§ AVAILABLE DATA:

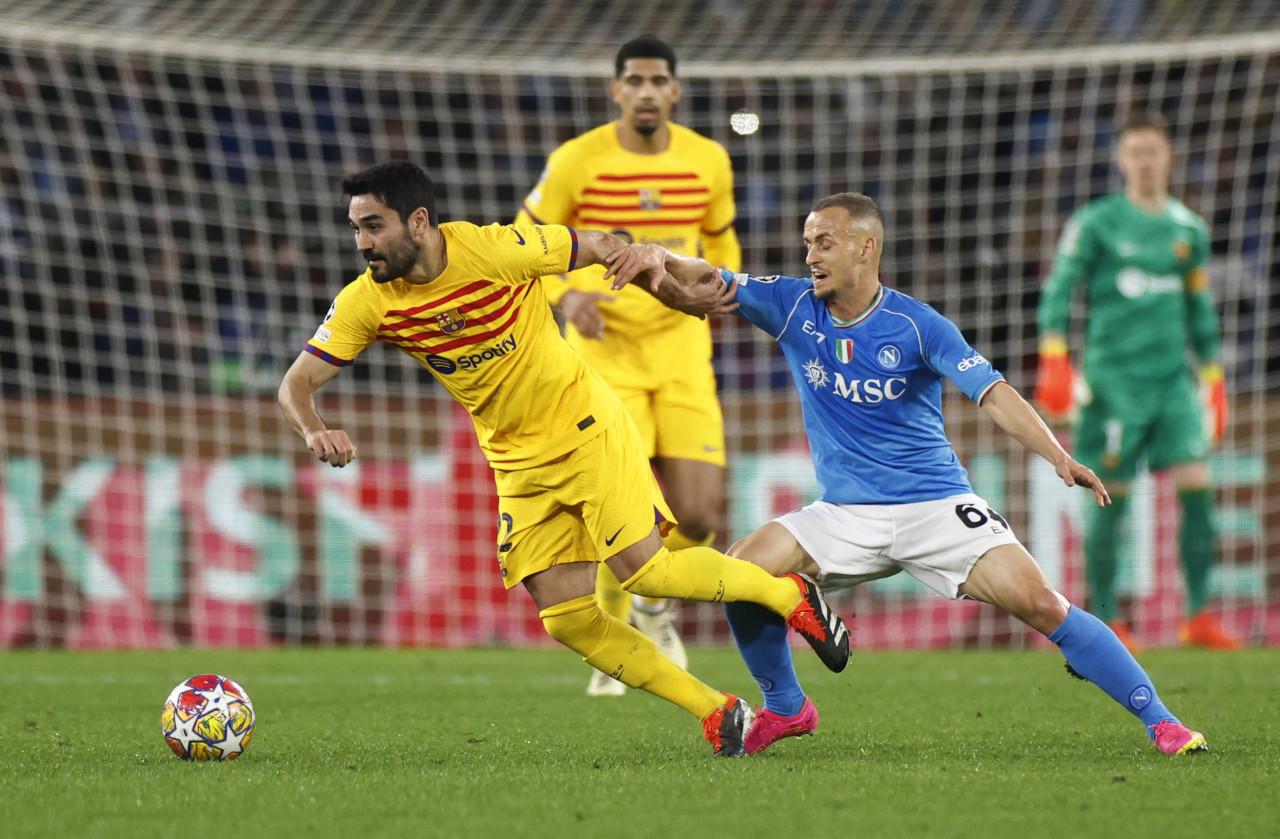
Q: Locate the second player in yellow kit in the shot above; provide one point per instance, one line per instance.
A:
(648, 181)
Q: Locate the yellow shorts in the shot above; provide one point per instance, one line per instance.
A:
(584, 506)
(679, 419)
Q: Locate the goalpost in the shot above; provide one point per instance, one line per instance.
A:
(172, 231)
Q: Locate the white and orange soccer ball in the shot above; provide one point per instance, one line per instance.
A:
(208, 717)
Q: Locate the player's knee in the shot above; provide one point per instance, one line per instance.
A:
(571, 623)
(696, 528)
(1045, 610)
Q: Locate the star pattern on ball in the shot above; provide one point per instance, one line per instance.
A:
(201, 717)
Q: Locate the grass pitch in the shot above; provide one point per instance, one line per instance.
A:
(504, 743)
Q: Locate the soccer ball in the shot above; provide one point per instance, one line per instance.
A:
(208, 717)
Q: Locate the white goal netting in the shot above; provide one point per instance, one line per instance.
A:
(172, 229)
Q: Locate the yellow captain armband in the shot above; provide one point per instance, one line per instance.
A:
(1054, 346)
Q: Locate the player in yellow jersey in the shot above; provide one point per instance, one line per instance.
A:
(574, 484)
(648, 179)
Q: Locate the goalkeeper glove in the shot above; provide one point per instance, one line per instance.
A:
(1214, 396)
(1055, 379)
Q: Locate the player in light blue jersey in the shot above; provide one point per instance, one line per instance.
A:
(868, 364)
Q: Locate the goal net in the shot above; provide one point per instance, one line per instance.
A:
(172, 231)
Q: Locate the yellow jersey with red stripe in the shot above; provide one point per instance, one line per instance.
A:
(681, 199)
(485, 331)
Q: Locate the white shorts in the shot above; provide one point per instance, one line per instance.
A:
(937, 542)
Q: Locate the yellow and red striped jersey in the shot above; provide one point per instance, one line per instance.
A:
(484, 329)
(681, 199)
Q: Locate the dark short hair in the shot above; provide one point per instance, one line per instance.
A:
(1146, 119)
(400, 185)
(644, 46)
(858, 205)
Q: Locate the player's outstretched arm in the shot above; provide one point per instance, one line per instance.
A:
(685, 283)
(297, 401)
(1014, 414)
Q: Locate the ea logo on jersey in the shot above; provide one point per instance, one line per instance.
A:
(888, 356)
(440, 364)
(451, 322)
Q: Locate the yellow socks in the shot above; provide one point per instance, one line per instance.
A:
(625, 653)
(708, 575)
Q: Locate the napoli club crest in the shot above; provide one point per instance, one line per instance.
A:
(888, 356)
(451, 322)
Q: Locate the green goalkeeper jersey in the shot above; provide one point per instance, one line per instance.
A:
(1146, 290)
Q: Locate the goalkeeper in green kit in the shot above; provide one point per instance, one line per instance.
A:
(1139, 256)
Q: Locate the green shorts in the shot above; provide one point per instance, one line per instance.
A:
(1159, 424)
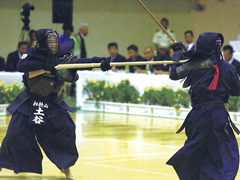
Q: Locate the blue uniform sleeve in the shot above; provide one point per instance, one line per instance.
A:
(28, 62)
(173, 74)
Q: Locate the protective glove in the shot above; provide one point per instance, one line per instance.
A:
(50, 67)
(105, 64)
(96, 59)
(177, 48)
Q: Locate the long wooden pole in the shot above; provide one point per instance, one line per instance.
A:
(155, 19)
(97, 65)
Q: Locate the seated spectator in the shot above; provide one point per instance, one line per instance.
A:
(133, 57)
(32, 39)
(115, 57)
(13, 58)
(2, 64)
(189, 41)
(79, 48)
(228, 56)
(67, 31)
(159, 68)
(161, 40)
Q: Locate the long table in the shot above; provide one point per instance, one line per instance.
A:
(140, 81)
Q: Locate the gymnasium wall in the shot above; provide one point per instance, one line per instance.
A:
(123, 21)
(218, 16)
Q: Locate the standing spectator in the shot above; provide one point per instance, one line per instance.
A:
(115, 56)
(32, 38)
(156, 69)
(161, 40)
(133, 57)
(149, 56)
(189, 41)
(13, 58)
(67, 31)
(228, 56)
(2, 64)
(79, 48)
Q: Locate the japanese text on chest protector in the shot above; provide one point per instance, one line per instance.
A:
(39, 112)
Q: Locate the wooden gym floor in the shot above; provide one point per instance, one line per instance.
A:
(115, 147)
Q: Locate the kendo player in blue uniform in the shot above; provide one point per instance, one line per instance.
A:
(39, 115)
(211, 150)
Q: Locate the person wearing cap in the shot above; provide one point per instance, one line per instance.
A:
(79, 49)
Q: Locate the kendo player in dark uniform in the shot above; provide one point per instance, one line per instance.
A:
(211, 150)
(39, 115)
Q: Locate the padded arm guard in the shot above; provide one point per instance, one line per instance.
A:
(191, 66)
(69, 75)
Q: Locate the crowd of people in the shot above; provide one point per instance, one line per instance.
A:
(162, 51)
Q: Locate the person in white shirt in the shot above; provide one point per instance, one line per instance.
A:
(189, 40)
(160, 39)
(156, 69)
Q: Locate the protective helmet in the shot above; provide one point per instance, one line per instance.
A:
(48, 38)
(207, 44)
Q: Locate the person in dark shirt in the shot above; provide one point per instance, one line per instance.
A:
(115, 56)
(32, 39)
(67, 31)
(13, 58)
(133, 57)
(228, 56)
(188, 35)
(158, 68)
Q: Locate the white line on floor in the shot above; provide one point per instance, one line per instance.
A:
(132, 142)
(128, 169)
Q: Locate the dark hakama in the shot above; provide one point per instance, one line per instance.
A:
(211, 150)
(20, 150)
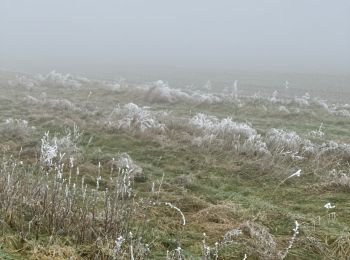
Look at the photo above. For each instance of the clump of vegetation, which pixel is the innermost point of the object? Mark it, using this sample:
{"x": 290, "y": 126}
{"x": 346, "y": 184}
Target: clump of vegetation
{"x": 197, "y": 181}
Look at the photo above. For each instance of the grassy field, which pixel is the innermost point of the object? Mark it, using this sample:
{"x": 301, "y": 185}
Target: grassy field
{"x": 180, "y": 175}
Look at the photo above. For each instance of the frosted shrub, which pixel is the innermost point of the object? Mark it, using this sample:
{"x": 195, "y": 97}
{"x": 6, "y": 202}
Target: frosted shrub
{"x": 160, "y": 91}
{"x": 55, "y": 79}
{"x": 124, "y": 161}
{"x": 255, "y": 144}
{"x": 285, "y": 142}
{"x": 283, "y": 109}
{"x": 274, "y": 97}
{"x": 61, "y": 104}
{"x": 55, "y": 148}
{"x": 222, "y": 128}
{"x": 17, "y": 128}
{"x": 281, "y": 140}
{"x": 317, "y": 133}
{"x": 25, "y": 81}
{"x": 48, "y": 150}
{"x": 303, "y": 101}
{"x": 335, "y": 149}
{"x": 131, "y": 116}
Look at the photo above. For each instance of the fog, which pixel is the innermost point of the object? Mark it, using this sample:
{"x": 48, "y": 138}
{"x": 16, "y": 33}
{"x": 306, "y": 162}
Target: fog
{"x": 114, "y": 36}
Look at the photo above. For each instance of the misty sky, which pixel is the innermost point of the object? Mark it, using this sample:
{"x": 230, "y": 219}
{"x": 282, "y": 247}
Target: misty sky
{"x": 289, "y": 35}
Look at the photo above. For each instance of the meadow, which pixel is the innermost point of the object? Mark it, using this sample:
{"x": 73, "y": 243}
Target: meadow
{"x": 103, "y": 169}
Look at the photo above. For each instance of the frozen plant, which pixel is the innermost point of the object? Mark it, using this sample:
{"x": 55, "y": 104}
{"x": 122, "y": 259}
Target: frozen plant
{"x": 131, "y": 116}
{"x": 222, "y": 128}
{"x": 329, "y": 206}
{"x": 49, "y": 150}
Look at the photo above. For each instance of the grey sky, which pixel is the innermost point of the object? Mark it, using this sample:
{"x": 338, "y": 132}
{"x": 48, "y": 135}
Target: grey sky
{"x": 289, "y": 35}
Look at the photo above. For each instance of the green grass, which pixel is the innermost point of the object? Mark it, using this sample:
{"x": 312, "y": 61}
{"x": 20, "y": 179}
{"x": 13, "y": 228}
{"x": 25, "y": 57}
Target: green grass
{"x": 222, "y": 178}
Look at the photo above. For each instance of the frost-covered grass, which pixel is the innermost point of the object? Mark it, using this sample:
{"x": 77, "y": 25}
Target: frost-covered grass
{"x": 141, "y": 182}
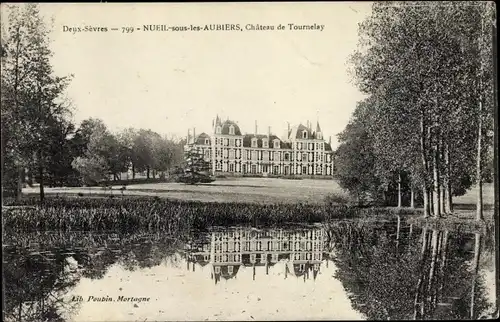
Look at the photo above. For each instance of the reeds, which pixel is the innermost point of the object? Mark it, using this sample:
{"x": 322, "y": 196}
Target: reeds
{"x": 153, "y": 213}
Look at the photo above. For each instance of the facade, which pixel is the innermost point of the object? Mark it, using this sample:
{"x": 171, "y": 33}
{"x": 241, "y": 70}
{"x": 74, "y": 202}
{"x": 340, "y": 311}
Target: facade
{"x": 302, "y": 152}
{"x": 301, "y": 250}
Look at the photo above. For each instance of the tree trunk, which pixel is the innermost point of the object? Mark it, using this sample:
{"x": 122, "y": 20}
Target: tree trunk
{"x": 418, "y": 302}
{"x": 400, "y": 199}
{"x": 479, "y": 179}
{"x": 432, "y": 269}
{"x": 448, "y": 192}
{"x": 425, "y": 189}
{"x": 477, "y": 254}
{"x": 19, "y": 190}
{"x": 444, "y": 249}
{"x": 40, "y": 173}
{"x": 443, "y": 201}
{"x": 436, "y": 191}
{"x": 412, "y": 196}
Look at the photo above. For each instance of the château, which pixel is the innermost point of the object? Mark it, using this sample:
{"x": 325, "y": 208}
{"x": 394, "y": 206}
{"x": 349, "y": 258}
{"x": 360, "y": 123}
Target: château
{"x": 302, "y": 152}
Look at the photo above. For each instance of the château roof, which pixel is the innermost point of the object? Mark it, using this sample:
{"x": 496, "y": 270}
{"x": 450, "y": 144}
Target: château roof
{"x": 318, "y": 128}
{"x": 296, "y": 132}
{"x": 200, "y": 139}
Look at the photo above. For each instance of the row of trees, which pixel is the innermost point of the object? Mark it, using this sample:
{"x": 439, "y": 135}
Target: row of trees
{"x": 37, "y": 131}
{"x": 427, "y": 123}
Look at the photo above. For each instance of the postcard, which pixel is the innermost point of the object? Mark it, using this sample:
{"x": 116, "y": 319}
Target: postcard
{"x": 249, "y": 161}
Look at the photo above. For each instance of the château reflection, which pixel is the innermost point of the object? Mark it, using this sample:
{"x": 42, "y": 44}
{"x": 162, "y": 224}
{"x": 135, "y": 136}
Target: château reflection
{"x": 301, "y": 251}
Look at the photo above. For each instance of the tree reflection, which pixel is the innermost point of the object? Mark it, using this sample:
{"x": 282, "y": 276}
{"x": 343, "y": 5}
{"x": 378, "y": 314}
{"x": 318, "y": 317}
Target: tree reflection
{"x": 429, "y": 280}
{"x": 34, "y": 286}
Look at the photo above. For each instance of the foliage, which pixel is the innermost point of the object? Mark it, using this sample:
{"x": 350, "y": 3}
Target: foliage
{"x": 32, "y": 96}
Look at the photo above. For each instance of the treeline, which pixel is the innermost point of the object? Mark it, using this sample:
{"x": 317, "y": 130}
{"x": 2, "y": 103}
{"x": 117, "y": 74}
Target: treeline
{"x": 39, "y": 140}
{"x": 425, "y": 129}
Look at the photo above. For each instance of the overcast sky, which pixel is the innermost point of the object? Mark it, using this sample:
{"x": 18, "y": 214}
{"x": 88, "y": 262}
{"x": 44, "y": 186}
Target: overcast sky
{"x": 172, "y": 81}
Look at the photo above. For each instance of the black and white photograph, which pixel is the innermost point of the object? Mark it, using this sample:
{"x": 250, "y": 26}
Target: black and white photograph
{"x": 249, "y": 161}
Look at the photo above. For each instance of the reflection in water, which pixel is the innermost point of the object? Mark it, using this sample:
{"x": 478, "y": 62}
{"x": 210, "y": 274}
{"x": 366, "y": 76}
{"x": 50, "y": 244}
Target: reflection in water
{"x": 430, "y": 280}
{"x": 382, "y": 270}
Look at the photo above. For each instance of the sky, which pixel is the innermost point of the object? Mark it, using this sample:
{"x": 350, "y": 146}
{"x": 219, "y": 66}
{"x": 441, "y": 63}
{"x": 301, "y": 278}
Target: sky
{"x": 170, "y": 82}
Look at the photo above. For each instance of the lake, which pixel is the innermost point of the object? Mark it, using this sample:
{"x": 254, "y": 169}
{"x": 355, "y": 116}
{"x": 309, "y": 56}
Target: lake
{"x": 350, "y": 269}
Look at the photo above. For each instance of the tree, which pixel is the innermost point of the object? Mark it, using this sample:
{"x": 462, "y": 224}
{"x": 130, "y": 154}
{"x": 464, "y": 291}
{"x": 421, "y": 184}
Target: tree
{"x": 355, "y": 156}
{"x": 104, "y": 154}
{"x": 425, "y": 106}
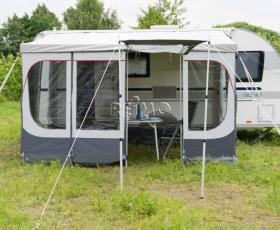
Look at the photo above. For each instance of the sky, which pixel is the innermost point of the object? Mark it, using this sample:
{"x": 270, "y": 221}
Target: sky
{"x": 201, "y": 13}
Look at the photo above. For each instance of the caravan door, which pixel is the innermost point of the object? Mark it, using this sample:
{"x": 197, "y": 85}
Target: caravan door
{"x": 97, "y": 101}
{"x": 221, "y": 128}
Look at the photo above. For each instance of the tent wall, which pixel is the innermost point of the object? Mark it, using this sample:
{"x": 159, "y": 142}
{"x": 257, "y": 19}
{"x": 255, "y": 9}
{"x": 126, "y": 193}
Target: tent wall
{"x": 49, "y": 109}
{"x": 221, "y": 129}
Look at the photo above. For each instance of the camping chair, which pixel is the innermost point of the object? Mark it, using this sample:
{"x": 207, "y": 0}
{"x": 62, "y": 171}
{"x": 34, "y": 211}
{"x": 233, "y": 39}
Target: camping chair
{"x": 170, "y": 127}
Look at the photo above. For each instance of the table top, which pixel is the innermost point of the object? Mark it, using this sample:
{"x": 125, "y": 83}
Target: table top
{"x": 153, "y": 120}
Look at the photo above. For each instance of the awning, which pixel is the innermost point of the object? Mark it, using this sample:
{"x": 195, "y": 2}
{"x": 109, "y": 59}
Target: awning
{"x": 151, "y": 41}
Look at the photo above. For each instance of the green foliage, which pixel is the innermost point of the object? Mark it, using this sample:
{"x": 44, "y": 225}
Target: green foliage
{"x": 270, "y": 35}
{"x": 23, "y": 29}
{"x": 12, "y": 89}
{"x": 89, "y": 15}
{"x": 163, "y": 12}
{"x": 42, "y": 19}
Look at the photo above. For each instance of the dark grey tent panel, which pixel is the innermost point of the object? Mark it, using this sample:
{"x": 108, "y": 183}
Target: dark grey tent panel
{"x": 85, "y": 151}
{"x": 222, "y": 149}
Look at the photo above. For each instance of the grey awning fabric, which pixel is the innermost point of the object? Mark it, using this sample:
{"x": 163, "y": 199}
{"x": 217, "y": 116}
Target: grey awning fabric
{"x": 95, "y": 41}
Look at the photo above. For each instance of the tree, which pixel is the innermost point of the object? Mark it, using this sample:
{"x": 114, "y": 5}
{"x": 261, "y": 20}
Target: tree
{"x": 42, "y": 19}
{"x": 163, "y": 12}
{"x": 23, "y": 29}
{"x": 91, "y": 14}
{"x": 14, "y": 31}
{"x": 270, "y": 35}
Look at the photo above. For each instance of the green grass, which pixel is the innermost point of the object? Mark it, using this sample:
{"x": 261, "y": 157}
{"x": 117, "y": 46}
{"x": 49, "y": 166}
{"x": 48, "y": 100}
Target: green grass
{"x": 244, "y": 195}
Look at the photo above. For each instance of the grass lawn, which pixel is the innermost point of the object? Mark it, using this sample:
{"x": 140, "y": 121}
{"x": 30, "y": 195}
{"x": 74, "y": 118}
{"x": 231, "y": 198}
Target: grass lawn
{"x": 245, "y": 195}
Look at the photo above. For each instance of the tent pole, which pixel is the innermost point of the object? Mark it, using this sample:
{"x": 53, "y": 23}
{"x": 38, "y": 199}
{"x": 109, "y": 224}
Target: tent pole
{"x": 8, "y": 74}
{"x": 126, "y": 109}
{"x": 205, "y": 125}
{"x": 181, "y": 106}
{"x": 121, "y": 119}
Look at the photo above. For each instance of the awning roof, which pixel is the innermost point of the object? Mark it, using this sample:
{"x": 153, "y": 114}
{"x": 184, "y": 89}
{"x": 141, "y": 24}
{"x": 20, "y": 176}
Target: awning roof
{"x": 142, "y": 40}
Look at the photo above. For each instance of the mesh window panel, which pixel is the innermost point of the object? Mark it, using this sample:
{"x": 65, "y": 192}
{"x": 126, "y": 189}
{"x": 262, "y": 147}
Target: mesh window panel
{"x": 217, "y": 103}
{"x": 47, "y": 94}
{"x": 103, "y": 113}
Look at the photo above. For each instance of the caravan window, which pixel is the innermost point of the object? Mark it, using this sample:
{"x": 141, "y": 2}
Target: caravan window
{"x": 103, "y": 114}
{"x": 251, "y": 62}
{"x": 47, "y": 94}
{"x": 218, "y": 91}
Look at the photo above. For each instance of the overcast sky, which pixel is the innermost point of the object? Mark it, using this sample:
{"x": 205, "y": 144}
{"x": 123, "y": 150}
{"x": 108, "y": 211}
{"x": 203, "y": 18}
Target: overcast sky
{"x": 201, "y": 13}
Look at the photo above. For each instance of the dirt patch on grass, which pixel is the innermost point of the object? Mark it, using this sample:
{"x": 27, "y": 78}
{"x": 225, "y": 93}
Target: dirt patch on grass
{"x": 228, "y": 204}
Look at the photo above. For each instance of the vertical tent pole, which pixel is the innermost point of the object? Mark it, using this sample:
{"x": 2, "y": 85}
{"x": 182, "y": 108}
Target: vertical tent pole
{"x": 126, "y": 109}
{"x": 205, "y": 125}
{"x": 8, "y": 74}
{"x": 181, "y": 106}
{"x": 121, "y": 118}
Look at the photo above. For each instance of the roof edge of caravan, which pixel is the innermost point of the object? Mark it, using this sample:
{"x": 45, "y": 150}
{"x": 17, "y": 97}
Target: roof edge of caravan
{"x": 95, "y": 40}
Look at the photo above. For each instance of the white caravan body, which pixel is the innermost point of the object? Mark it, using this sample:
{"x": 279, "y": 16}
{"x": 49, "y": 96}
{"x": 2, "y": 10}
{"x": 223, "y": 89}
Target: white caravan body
{"x": 266, "y": 86}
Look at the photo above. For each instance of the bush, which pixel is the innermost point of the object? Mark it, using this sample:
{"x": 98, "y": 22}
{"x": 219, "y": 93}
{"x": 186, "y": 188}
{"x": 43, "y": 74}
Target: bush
{"x": 12, "y": 89}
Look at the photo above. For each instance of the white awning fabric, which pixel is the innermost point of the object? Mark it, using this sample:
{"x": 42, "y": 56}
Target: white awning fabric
{"x": 149, "y": 41}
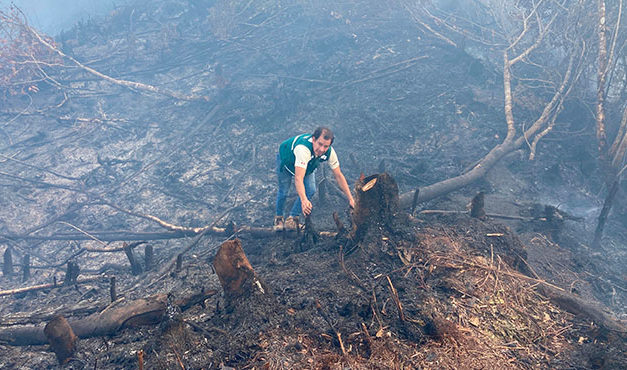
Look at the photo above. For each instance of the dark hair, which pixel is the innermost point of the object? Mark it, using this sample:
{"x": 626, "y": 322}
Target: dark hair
{"x": 325, "y": 132}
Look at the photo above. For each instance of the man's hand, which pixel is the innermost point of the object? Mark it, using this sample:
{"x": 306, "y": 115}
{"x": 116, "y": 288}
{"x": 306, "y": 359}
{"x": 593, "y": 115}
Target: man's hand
{"x": 306, "y": 206}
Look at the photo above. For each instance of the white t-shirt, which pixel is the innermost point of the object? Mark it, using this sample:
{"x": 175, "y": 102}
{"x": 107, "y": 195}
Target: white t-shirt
{"x": 303, "y": 156}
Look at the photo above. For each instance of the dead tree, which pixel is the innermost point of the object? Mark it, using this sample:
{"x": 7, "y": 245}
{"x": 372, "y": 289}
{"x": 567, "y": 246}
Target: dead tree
{"x": 517, "y": 44}
{"x": 613, "y": 158}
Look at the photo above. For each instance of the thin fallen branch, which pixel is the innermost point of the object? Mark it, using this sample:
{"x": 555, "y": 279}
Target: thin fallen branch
{"x": 128, "y": 84}
{"x": 35, "y": 288}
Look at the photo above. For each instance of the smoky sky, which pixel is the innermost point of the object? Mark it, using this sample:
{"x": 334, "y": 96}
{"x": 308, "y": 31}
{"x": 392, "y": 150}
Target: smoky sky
{"x": 54, "y": 16}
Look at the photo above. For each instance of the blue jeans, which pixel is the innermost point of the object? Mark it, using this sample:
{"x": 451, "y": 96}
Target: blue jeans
{"x": 285, "y": 182}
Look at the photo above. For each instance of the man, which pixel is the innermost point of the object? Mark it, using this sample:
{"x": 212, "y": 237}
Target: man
{"x": 298, "y": 157}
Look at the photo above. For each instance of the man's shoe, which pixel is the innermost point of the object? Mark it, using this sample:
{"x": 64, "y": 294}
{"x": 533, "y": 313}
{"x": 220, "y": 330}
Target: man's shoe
{"x": 291, "y": 223}
{"x": 279, "y": 225}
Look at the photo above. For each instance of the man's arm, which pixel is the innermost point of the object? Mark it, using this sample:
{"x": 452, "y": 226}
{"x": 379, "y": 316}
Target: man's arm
{"x": 299, "y": 177}
{"x": 341, "y": 181}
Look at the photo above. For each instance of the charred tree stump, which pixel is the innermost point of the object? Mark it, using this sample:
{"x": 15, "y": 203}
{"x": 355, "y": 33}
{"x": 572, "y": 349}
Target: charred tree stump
{"x": 377, "y": 204}
{"x": 61, "y": 338}
{"x": 136, "y": 268}
{"x": 310, "y": 235}
{"x": 26, "y": 267}
{"x": 149, "y": 258}
{"x": 477, "y": 209}
{"x": 7, "y": 265}
{"x": 237, "y": 276}
{"x": 112, "y": 290}
{"x": 71, "y": 273}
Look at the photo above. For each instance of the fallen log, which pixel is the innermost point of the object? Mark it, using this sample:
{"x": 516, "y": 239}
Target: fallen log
{"x": 35, "y": 288}
{"x": 141, "y": 312}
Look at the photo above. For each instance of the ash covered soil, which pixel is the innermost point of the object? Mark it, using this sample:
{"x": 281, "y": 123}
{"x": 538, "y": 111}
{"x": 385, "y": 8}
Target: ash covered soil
{"x": 435, "y": 290}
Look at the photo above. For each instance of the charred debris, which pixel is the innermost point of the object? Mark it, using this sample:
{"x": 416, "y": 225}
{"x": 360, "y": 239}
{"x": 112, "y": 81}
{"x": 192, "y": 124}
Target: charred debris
{"x": 136, "y": 170}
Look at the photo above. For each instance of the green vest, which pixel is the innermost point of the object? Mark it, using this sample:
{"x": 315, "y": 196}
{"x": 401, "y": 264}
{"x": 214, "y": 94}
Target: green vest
{"x": 286, "y": 152}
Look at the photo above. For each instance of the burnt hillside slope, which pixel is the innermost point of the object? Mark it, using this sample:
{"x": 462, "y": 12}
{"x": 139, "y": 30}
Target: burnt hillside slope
{"x": 88, "y": 162}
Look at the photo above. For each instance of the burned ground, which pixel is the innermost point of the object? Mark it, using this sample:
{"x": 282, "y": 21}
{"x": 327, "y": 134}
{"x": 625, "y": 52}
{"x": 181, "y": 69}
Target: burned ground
{"x": 400, "y": 101}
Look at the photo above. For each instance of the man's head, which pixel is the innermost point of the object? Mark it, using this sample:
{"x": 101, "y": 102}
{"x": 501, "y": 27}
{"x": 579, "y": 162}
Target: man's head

§ THE EXERCISE:
Reproduce verbatim the entries, starting at the line that contains "charred debris, which" and ending at the last line of the entries.

§ ANSWER IN FULL:
Look at the photo above. For each instance of the charred debris, which pixel is the innermost point of the object? Mark it, using this sample:
{"x": 416, "y": 225}
{"x": 360, "y": 239}
{"x": 112, "y": 81}
{"x": 192, "y": 124}
Target: charred debris
{"x": 136, "y": 170}
Look at the photo above. For each instance of the green vest, which pixel is the innermost point of the object? Mark it, using this sample:
{"x": 315, "y": 196}
{"x": 401, "y": 264}
{"x": 214, "y": 94}
Target: green vest
{"x": 286, "y": 152}
Look at the photo above. For each instance of the burnt hillside slope, which pixel is the innermost point of the object? Mark it, using this sample:
{"x": 462, "y": 12}
{"x": 139, "y": 30}
Target: burnt hillside slope
{"x": 88, "y": 162}
Look at the photo above. For each instance of the burned ground, which pixel is the innermost point of the object? Mark it, using this sample:
{"x": 282, "y": 21}
{"x": 327, "y": 134}
{"x": 625, "y": 52}
{"x": 181, "y": 69}
Target: burned ground
{"x": 400, "y": 101}
Look at the photo above. For each instance of the man's head, which pixel is the innermost point of the object? Mark it, using this sample:
{"x": 101, "y": 102}
{"x": 501, "y": 27}
{"x": 579, "y": 162}
Target: man's head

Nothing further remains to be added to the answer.